▶ Exercise objective: In the data below, find the line containing "Whereabouts in this frame is the shark's underside?" and the line containing "Whereabouts in this frame is the treeline?", then reproduce them and every line between, exactly. Omit pictures.

▶ Supplied material:
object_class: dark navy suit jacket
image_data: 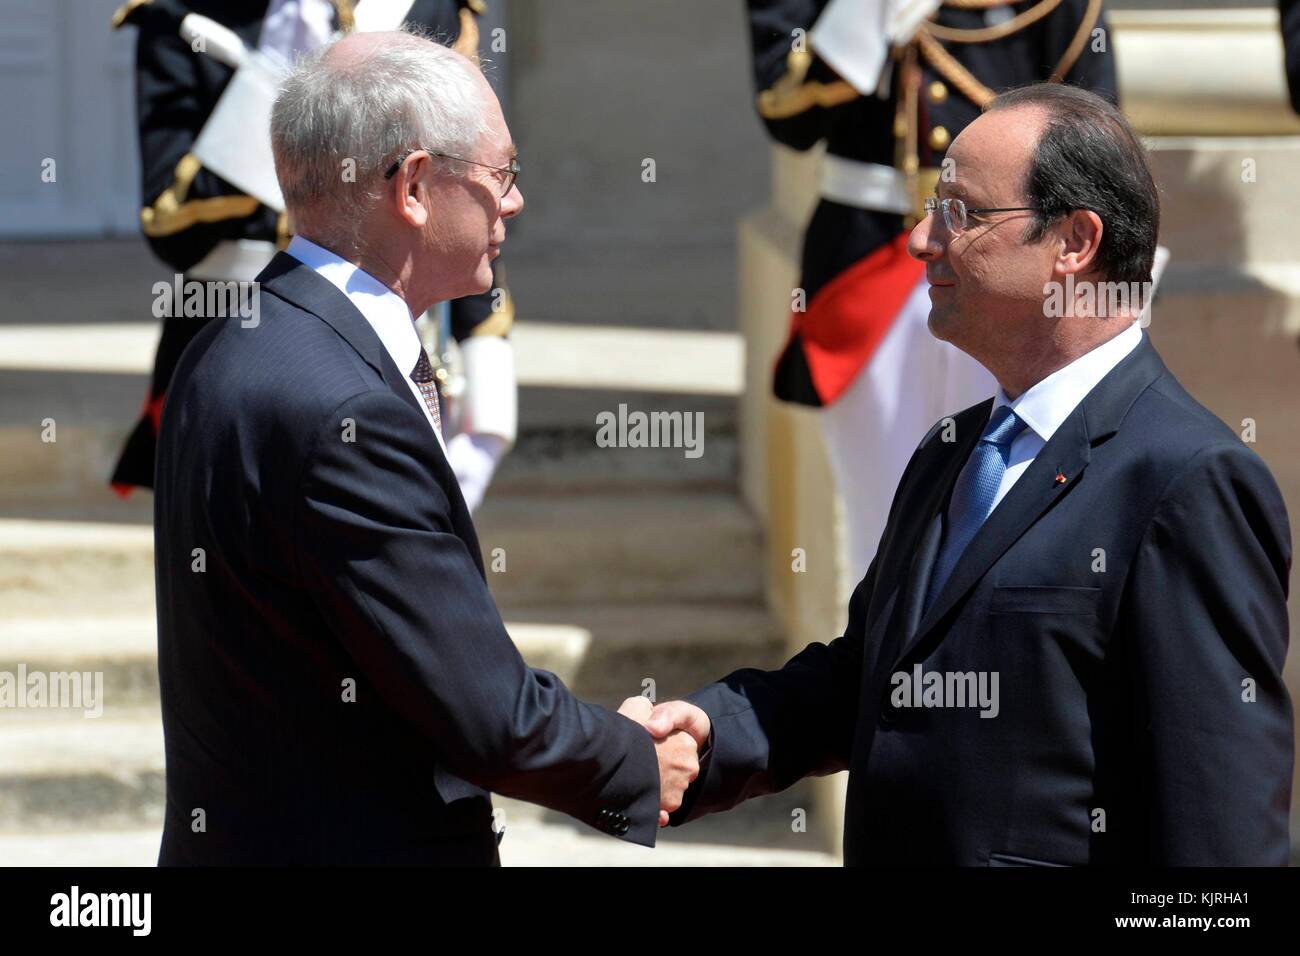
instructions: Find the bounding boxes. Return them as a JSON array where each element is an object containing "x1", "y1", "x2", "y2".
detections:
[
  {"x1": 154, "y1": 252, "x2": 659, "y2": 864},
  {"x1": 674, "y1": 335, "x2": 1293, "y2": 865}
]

--

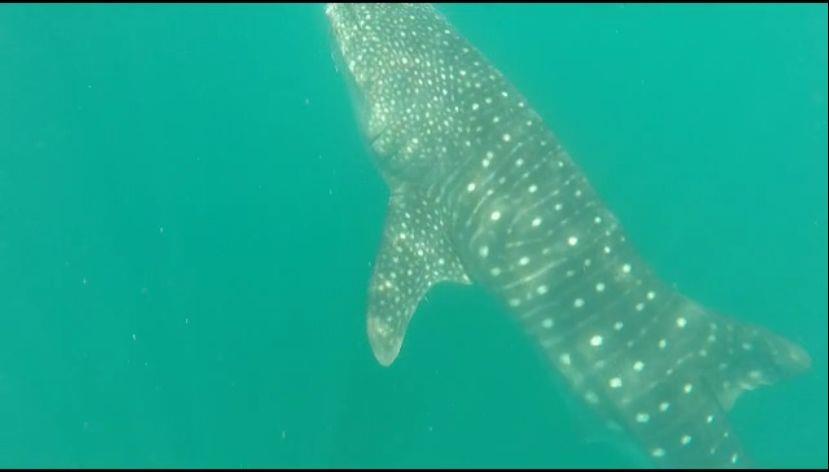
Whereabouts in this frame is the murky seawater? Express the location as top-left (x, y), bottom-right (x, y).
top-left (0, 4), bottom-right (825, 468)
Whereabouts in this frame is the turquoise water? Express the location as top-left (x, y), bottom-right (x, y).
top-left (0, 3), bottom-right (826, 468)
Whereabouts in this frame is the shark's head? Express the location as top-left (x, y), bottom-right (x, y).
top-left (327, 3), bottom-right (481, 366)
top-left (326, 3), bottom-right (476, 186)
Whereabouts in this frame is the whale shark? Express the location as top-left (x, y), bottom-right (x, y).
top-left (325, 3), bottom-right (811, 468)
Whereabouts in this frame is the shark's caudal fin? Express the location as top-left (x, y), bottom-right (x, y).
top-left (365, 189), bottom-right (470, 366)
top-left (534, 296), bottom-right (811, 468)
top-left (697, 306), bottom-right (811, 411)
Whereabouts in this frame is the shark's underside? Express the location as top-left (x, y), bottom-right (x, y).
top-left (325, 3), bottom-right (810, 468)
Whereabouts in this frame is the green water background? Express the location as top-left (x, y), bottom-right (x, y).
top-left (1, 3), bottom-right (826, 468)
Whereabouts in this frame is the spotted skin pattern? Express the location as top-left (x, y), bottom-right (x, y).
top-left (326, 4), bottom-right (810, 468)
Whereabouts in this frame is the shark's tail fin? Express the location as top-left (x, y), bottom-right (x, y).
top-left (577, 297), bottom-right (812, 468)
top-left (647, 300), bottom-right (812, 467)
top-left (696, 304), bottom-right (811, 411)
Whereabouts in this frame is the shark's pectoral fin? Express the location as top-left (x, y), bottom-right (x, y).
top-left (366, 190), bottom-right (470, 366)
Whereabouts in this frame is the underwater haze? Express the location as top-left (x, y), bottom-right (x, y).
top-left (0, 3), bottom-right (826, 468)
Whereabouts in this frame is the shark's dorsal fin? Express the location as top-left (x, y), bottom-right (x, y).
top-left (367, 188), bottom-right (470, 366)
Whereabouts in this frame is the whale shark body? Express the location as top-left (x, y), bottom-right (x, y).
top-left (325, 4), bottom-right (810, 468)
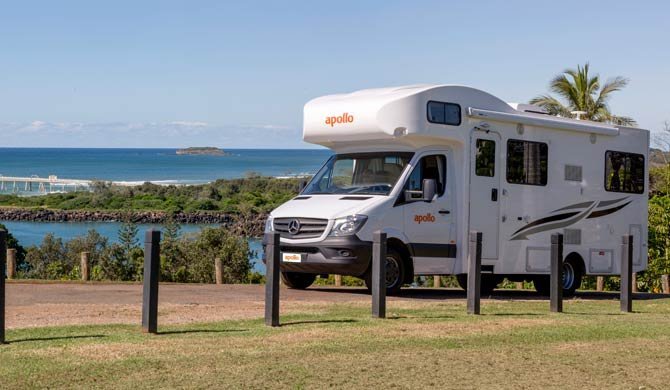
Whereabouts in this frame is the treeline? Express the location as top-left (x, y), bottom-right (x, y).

▶ Expected answer:
Whereabouts in this frame is the shark's underside? Express the location as top-left (x, y), bottom-right (x, y).
top-left (325, 3), bottom-right (810, 468)
Whereabouts in this frame is the green water background? Express the location as top-left (x, y), bottom-right (x, y).
top-left (1, 3), bottom-right (826, 468)
Whereabouts in this frame is the spotted skin pattern? Express the location as top-left (x, y), bottom-right (x, y).
top-left (326, 4), bottom-right (810, 468)
Whereabouts in this frame is the shark's tail fin? Express the location as top-left (x, y), bottom-right (x, y).
top-left (577, 297), bottom-right (812, 468)
top-left (647, 300), bottom-right (812, 467)
top-left (696, 304), bottom-right (811, 411)
Whereabouts in this frame is the shark's pectoral fin? Express the location as top-left (x, y), bottom-right (x, y).
top-left (366, 190), bottom-right (470, 366)
Whereabouts in this frame is the underwater haze? Express the location as top-left (x, y), bottom-right (x, y).
top-left (0, 3), bottom-right (826, 468)
Whereabouts in this frame is the shark's dorsal fin? Express the location as top-left (x, y), bottom-right (x, y).
top-left (367, 188), bottom-right (470, 366)
Whereabouts in this frame is the whale shark body? Express the location as top-left (x, y), bottom-right (x, y).
top-left (325, 4), bottom-right (810, 468)
Whereabouts in this frame is the treeline? Express the location as top-left (x, y), bottom-right (x, y).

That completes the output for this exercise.